### Task prompt
Write out all of the data without omission, exactly as shown.

########

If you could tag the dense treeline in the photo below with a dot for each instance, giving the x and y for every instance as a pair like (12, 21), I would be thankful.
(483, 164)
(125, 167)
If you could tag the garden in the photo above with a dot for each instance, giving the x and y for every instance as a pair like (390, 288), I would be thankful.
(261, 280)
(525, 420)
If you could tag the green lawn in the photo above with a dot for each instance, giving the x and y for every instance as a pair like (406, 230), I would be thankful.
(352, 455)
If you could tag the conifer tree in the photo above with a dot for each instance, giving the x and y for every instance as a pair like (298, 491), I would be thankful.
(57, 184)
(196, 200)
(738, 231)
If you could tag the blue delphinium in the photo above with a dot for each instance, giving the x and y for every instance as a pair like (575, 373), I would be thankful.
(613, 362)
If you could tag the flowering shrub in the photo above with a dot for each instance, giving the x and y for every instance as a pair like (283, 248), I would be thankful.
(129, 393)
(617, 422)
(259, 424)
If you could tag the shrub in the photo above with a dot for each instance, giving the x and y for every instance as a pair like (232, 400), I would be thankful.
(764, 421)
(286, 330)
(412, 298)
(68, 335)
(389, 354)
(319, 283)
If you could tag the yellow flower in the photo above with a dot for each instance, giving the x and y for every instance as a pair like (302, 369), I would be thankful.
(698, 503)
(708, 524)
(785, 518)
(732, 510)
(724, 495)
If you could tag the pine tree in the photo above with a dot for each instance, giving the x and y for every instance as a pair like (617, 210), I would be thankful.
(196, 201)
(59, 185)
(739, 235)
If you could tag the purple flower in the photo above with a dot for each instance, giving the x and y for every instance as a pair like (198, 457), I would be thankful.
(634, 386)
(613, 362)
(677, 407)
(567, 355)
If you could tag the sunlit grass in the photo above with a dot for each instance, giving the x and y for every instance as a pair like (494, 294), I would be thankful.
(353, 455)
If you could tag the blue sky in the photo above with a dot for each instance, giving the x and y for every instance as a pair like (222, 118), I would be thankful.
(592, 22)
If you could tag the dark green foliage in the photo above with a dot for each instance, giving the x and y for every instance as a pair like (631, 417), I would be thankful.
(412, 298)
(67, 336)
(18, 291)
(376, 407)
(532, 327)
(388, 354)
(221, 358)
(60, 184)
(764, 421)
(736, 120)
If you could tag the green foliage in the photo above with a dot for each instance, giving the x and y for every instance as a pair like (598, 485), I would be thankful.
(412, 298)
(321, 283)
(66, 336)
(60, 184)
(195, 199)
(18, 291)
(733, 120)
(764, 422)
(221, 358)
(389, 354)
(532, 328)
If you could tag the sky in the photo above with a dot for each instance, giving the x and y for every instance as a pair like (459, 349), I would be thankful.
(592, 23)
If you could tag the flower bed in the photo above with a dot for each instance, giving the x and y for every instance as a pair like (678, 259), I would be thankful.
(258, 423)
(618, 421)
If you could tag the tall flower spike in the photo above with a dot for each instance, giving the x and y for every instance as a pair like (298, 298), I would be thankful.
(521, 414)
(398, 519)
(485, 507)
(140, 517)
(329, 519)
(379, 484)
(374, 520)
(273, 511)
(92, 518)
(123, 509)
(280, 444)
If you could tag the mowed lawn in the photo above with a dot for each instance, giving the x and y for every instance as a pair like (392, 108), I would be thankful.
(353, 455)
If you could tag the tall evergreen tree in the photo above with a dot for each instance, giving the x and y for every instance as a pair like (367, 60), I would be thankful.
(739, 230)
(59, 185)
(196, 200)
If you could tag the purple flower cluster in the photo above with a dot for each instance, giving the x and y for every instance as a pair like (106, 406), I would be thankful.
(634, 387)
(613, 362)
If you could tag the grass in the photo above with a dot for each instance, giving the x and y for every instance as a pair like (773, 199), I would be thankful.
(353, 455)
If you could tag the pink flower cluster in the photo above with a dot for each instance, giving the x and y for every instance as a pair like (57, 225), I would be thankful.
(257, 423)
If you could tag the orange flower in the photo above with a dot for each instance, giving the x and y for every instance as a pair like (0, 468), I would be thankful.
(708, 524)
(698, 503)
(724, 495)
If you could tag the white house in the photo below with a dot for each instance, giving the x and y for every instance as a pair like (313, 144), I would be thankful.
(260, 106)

########

### Reply to the task
If you could tag the dense treeline in the photo below with a dot for each instance, giving the x and y for every instance as a pair like (12, 21), I would be thankful.
(483, 164)
(125, 167)
If you could tag the garden in the photo above with a dot for each instance, giving the x and y for every instance as a pair like (390, 288), I would be thankful.
(261, 280)
(525, 420)
If you could tag the green lawn in the photo above with a dot for each instance, giving the x and y for every instance as a pair like (406, 230), I would be thankful.
(352, 455)
If you could tag the conifer tree in the photo above with a dot for each instance, giving the x and y for every instance as a pair like (298, 491), I would be thankful.
(57, 184)
(196, 200)
(738, 231)
If you could tag the blue delphinium in the photo above with a dot for each instance, giving the x and y for every instance as a pair like (575, 373), I would be thankful.
(613, 362)
If you could tag the flowering shrub in the photo above with a dot for each instance, giving the x and y for every instance as a pair like (283, 248), I would be thankful.
(129, 393)
(617, 422)
(259, 424)
If you could tag the shrub in the photo above with a dot for each instance, giving the x and y for every instance as a pair like (232, 400), I would be thankful.
(764, 421)
(286, 330)
(412, 298)
(68, 335)
(389, 354)
(319, 283)
If you could tag the yellow flower in the photo above with a dot for each instance, giving the x and y for every instance as a pair like (302, 369), I would be thankful.
(698, 503)
(708, 524)
(785, 518)
(732, 510)
(724, 495)
If you could tag the pine tree in the photo above with a dot for each instance, giving the x and y for every instance as a pair like (617, 210), I would be thankful.
(196, 201)
(59, 185)
(739, 235)
If you could tag the purple flower in the photo above with a dot for each instance, giving the x and y for every instance as a pair like (198, 457), I would be thankful.
(634, 386)
(613, 362)
(677, 407)
(567, 355)
If you could tag the sunlit grass in the photo above with a dot for each instance, giving the x and y for every instance as a pair like (494, 294), I would be thankful.
(353, 455)
If you could tag the blue sky in the photo above with a dot for each instance, giving the x and y for every instance as a pair like (222, 118), I would be thankful.
(592, 22)
If you could tag the dark green foliage in the photo above with a dot for each instance, giving the x and y for every instance as a pair like (631, 417), I would be thankful.
(412, 298)
(67, 336)
(18, 291)
(376, 407)
(532, 327)
(388, 354)
(221, 358)
(60, 184)
(764, 421)
(736, 120)
If you could tag the green foliage in the photo above with a dot for each instance, giving the x and y for every instance as a pair like (598, 485), I would be thankful.
(412, 298)
(321, 283)
(66, 336)
(60, 184)
(195, 199)
(18, 291)
(733, 120)
(764, 422)
(221, 358)
(389, 354)
(532, 328)
If you could tag the sky in the photo above with a dot for each instance, giving the x and y for every instance as a pair like (459, 349), I would be thankful.
(592, 23)
If you could tag the flower bed in the photo above with a dot for each instance, giving the x and y for every instance as a pair like (678, 259), I would be thankful.
(258, 423)
(618, 421)
If you could tag the tall flower spike in the photo above with a dot for each instance, giving the x and y for every instance as a pair like (298, 298), I would be thankful.
(521, 414)
(398, 519)
(485, 507)
(140, 517)
(329, 519)
(379, 484)
(374, 520)
(273, 511)
(92, 518)
(123, 509)
(280, 444)
If you could tag the mowed lawn in the photo above with a dot for each instance, giving the x and y for every instance as a pair like (392, 108), I would be thankful.
(353, 455)
If you could tag the tall evergreen tree in the photo above with a dot for each instance, giving the x and y for every instance as a pair like (367, 60), I would be thankful.
(739, 230)
(59, 185)
(196, 200)
If you could tag the purple flower cluster in the photo above with a dot for each instance, giving the x and y for every instance as a pair like (106, 406), I would be thankful.
(634, 387)
(613, 362)
If you could tag the grass in the photo above with a dot for each instance, giving the x and y for every instance as a pair like (773, 199), I would be thankful.
(353, 455)
If you could tag the pink flower cluster in the photo above with a dot for each instance, giving the x and y for every instance as a pair like (57, 225), I would be thankful.
(257, 423)
If you could tag the orange flower in the photo above with a dot for each instance, giving the x and y for every instance as a pair like (0, 468), I would be thankful.
(708, 524)
(698, 503)
(724, 495)
If you could tag the white house in the photo below with a dot for each instance, giving the x and y for every instance as a pair like (313, 144), I would be thankful.
(260, 106)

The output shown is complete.